## Your task
In the records below, find the line containing "Verify that every instance of the side window"; copy exactly that line and all lines after it to the end, and nothing else.

## Data to process

◇ ◇ ◇ ◇ ◇

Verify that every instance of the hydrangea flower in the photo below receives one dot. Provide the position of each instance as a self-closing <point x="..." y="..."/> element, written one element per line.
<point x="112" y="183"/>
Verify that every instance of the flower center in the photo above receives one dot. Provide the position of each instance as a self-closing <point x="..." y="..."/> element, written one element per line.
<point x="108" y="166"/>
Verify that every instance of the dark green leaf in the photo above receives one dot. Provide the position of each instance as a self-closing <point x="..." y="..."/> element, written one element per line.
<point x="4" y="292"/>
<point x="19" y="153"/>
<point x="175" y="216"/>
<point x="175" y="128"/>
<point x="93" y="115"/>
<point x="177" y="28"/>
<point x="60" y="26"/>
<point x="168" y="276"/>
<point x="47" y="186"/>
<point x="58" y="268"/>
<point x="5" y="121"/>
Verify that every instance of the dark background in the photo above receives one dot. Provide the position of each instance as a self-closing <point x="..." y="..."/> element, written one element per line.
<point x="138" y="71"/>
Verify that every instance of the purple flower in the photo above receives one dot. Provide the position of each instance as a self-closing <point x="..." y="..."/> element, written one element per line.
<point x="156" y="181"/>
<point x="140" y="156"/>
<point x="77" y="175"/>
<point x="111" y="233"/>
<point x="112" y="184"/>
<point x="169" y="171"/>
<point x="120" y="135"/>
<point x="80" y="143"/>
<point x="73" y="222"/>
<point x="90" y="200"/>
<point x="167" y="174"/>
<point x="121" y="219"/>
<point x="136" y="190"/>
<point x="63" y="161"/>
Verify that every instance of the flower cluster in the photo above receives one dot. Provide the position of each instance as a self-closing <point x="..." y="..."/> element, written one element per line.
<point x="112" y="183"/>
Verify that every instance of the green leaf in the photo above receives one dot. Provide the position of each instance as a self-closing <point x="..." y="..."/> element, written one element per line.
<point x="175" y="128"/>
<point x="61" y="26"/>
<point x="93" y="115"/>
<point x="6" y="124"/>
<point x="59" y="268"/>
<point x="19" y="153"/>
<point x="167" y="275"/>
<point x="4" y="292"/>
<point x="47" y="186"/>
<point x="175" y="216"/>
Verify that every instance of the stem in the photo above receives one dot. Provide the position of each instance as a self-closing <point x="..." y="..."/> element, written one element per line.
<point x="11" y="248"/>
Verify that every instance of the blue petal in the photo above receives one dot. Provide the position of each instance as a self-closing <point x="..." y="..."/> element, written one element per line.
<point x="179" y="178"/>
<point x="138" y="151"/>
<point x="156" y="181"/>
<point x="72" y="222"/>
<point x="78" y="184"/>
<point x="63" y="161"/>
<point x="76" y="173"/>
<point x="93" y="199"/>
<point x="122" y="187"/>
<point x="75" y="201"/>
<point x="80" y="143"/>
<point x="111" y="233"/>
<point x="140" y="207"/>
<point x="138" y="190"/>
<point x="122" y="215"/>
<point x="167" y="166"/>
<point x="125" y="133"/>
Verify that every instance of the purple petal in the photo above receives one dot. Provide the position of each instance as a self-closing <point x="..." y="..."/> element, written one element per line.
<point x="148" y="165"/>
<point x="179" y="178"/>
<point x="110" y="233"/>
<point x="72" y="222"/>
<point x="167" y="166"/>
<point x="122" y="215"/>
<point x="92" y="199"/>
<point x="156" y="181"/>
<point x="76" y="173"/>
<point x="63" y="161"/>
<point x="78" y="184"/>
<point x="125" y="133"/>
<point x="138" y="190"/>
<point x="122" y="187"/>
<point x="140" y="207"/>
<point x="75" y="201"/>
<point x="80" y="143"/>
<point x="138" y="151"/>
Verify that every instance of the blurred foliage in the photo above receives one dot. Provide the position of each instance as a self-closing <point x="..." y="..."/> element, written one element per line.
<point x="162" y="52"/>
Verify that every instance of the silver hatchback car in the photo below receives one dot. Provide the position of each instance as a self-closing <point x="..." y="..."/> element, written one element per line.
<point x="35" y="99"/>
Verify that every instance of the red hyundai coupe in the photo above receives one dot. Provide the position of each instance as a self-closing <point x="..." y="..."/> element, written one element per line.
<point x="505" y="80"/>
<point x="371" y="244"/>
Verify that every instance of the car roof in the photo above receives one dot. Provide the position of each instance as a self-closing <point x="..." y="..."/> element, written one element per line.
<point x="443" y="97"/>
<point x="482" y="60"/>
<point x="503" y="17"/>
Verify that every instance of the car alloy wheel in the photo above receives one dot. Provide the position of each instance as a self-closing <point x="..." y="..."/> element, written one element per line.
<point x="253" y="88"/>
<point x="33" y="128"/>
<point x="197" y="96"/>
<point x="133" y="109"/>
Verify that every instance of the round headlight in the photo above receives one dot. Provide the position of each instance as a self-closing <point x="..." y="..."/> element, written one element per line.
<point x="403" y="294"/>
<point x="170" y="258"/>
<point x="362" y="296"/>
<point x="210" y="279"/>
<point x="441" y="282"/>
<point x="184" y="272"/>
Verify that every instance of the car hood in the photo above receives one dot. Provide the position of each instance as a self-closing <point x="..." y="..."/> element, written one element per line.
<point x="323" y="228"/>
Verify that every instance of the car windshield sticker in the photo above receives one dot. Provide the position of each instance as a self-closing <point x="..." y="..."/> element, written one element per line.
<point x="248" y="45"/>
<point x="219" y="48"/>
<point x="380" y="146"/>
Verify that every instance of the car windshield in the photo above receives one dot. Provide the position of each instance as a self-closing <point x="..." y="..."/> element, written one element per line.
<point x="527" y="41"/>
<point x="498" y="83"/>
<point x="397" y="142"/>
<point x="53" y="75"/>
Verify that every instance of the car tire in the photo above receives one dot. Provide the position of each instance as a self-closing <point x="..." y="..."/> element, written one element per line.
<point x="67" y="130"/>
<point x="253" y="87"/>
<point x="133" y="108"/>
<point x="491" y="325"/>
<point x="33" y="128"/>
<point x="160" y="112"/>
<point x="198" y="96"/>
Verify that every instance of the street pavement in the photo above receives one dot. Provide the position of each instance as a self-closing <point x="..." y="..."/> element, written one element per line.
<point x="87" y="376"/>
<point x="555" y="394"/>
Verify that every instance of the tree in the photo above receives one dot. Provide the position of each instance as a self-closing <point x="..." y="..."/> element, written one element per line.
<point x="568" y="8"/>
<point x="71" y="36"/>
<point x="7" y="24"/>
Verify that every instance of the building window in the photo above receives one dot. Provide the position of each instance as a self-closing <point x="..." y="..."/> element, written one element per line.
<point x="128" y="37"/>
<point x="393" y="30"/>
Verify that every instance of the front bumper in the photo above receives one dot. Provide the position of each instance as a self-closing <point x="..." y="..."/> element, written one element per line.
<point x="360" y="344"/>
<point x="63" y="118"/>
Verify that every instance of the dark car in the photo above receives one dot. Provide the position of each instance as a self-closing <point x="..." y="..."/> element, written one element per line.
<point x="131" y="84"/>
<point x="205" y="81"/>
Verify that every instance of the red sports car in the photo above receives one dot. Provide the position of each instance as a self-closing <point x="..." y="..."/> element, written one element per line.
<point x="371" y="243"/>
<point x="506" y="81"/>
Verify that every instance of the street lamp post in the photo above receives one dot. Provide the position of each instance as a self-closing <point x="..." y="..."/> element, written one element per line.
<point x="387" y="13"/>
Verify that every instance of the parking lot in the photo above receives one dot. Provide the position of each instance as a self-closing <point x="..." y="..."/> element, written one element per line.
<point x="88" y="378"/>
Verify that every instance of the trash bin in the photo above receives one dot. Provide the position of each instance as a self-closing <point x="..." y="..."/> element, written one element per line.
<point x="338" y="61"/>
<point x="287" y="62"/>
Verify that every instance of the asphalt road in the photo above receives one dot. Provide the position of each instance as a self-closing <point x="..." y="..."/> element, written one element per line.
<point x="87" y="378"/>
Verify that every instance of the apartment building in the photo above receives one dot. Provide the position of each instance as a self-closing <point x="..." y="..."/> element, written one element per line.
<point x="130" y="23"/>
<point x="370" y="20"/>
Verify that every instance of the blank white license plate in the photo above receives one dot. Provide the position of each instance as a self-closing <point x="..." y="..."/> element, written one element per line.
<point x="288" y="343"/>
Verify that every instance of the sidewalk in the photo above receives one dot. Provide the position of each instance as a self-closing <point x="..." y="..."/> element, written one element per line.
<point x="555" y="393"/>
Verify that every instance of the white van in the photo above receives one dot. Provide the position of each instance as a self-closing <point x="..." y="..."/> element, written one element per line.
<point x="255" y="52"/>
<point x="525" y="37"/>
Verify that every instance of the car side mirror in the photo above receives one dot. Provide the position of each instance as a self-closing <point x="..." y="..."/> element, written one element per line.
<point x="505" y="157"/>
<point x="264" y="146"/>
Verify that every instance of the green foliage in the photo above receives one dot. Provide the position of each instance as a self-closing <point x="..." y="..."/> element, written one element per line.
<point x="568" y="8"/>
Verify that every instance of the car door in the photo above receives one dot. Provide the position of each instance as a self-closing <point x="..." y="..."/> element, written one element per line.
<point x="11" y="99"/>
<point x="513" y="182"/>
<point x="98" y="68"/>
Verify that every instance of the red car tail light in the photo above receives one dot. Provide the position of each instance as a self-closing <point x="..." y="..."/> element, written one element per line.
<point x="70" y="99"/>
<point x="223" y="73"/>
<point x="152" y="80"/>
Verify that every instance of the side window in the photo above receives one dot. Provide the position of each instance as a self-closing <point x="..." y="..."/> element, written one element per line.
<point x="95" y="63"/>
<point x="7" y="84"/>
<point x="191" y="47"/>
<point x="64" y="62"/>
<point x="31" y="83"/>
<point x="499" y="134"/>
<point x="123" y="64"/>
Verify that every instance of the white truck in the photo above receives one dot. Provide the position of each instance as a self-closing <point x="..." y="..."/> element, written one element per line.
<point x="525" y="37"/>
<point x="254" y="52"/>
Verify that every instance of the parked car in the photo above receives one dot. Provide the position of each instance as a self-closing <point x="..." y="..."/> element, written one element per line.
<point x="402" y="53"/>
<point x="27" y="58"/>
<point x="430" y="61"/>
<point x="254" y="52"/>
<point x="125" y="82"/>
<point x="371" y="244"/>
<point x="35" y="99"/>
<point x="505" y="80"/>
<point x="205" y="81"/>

◇ ◇ ◇ ◇ ◇

## The reply
Verify that every instance of the side window in the photo above receives one dot. Provide the position of each instance as a self-closing <point x="..." y="..."/> element, written one element per line.
<point x="95" y="63"/>
<point x="7" y="84"/>
<point x="191" y="47"/>
<point x="64" y="62"/>
<point x="31" y="83"/>
<point x="499" y="134"/>
<point x="123" y="64"/>
Verify that every instance of the white truck in the photo above receives one dot. Provide the position of each instance as a self-closing <point x="..." y="..."/> element, written one element per line.
<point x="525" y="37"/>
<point x="254" y="52"/>
Verify that every instance of the parked car in the photo above receives one dot. Provide the position of each instance as a self-closing <point x="..." y="..."/> element, written one element per line.
<point x="402" y="53"/>
<point x="27" y="58"/>
<point x="430" y="61"/>
<point x="254" y="52"/>
<point x="125" y="82"/>
<point x="371" y="244"/>
<point x="35" y="99"/>
<point x="505" y="80"/>
<point x="205" y="81"/>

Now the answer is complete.